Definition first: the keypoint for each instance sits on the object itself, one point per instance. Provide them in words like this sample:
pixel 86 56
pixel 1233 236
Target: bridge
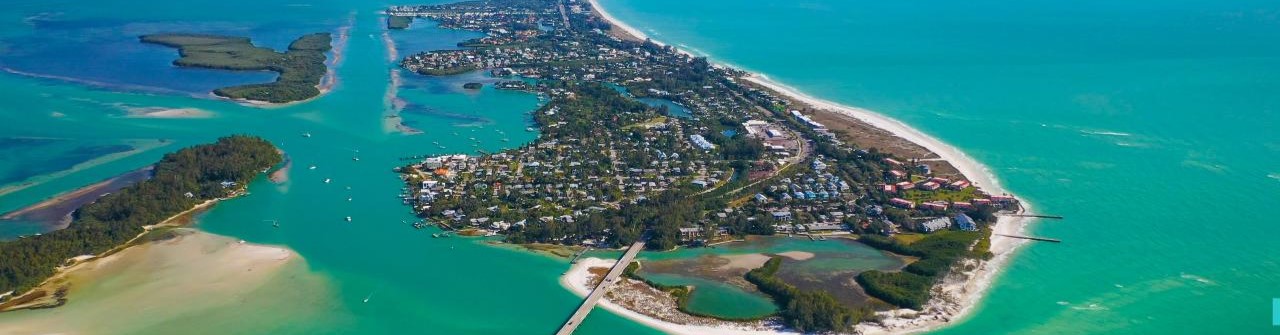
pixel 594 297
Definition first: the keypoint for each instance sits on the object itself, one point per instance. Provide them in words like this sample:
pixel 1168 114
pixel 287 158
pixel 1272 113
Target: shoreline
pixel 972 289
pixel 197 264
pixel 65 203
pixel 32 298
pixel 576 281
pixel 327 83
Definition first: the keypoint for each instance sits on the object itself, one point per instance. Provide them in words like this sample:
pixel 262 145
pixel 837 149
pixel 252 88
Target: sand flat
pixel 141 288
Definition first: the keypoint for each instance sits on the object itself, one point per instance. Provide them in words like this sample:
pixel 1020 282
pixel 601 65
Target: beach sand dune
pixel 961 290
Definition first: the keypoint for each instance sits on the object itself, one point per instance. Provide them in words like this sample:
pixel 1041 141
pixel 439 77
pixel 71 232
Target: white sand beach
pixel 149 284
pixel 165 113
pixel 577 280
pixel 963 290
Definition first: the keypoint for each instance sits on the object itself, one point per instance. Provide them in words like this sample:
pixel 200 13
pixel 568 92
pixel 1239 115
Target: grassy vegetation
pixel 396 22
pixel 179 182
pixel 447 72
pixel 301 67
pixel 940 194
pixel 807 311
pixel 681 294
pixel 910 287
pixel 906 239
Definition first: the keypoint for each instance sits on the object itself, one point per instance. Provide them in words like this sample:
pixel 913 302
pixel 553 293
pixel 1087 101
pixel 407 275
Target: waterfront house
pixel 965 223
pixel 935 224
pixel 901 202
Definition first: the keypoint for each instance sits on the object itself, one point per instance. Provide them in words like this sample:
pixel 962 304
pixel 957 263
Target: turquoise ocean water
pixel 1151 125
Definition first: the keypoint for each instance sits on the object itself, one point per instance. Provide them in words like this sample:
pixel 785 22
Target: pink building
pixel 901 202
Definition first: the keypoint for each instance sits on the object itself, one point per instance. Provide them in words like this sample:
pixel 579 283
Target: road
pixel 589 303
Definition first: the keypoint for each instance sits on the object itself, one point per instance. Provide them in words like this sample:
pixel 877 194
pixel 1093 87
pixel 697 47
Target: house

## [What is asked]
Every line above should be returned word for word, with the pictures left behind.

## [In response]
Definition first: the keypoint for each instance sits on the object itself, one point per instance. Provide them in words like this sample:
pixel 86 56
pixel 1233 236
Target: bridge
pixel 594 297
Definition first: the keypoint for each instance sits on the object itself, one point per instance. Provide them in words like this sample:
pixel 1168 114
pixel 287 158
pixel 1272 113
Target: shoreline
pixel 972 289
pixel 197 264
pixel 65 203
pixel 32 298
pixel 576 281
pixel 327 83
Definition first: the keypoint for each instance sits on the object itself, one point per instance. Provide them in words like this sample:
pixel 262 145
pixel 837 149
pixel 252 88
Target: sand flat
pixel 141 288
Definition first: the keypoint for each instance sits on the object itself, one point per instance. Provide them in words like this sample:
pixel 1020 282
pixel 601 65
Target: beach sand dune
pixel 961 290
Definition first: the keypoint for each instance sits on the object itself, one point per instance. Provide them in words like this sample:
pixel 1041 141
pixel 439 77
pixel 71 232
Target: white sand beach
pixel 149 284
pixel 165 113
pixel 577 280
pixel 963 290
Definition first: the keypoint for each instance sits on the object itself, one point per instance. Provide them in words like this sample:
pixel 200 13
pixel 568 92
pixel 1239 115
Target: grassy vegetation
pixel 396 22
pixel 179 182
pixel 447 72
pixel 301 67
pixel 940 194
pixel 807 311
pixel 681 294
pixel 910 287
pixel 906 239
Definition first: the keypoint for each instance sits on the object itself, one point per instance. Provide them in words like this sample:
pixel 913 302
pixel 553 293
pixel 1087 101
pixel 407 275
Target: waterfront house
pixel 965 223
pixel 935 224
pixel 901 202
Definition first: the keypoint for each instance sits on the object itself, one point per instance. Provide them in words like this sample:
pixel 962 304
pixel 957 263
Target: turquoise ocean water
pixel 1151 125
Definition first: the keypoint for each instance sits on the object itself, one point per instance. Provide them in words like this sample:
pixel 785 22
Target: pink building
pixel 901 202
Definition first: the keypoint for each instance sits on the object itself, one point per instance. Provide them in words like this sample:
pixel 579 283
Target: road
pixel 589 303
Definition first: the keypoint for each instance sits on the object itself, one point per instance. Provide them in words like this sample:
pixel 877 194
pixel 1093 87
pixel 697 47
Target: house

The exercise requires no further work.